--- START OF Data for processing ---
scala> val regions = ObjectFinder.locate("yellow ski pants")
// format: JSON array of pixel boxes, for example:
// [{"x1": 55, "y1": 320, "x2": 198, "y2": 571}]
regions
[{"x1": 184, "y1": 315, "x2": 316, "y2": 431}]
--- END OF Data for processing ---
Work to be completed: Copy the material above verbatim, keeping every line, character and space unchanged.

Expected answer:
scala> val regions = ObjectFinder.locate("yellow ski pants")
// format: JSON array of pixel boxes, for example:
// [{"x1": 55, "y1": 320, "x2": 198, "y2": 571}]
regions
[{"x1": 184, "y1": 315, "x2": 316, "y2": 431}]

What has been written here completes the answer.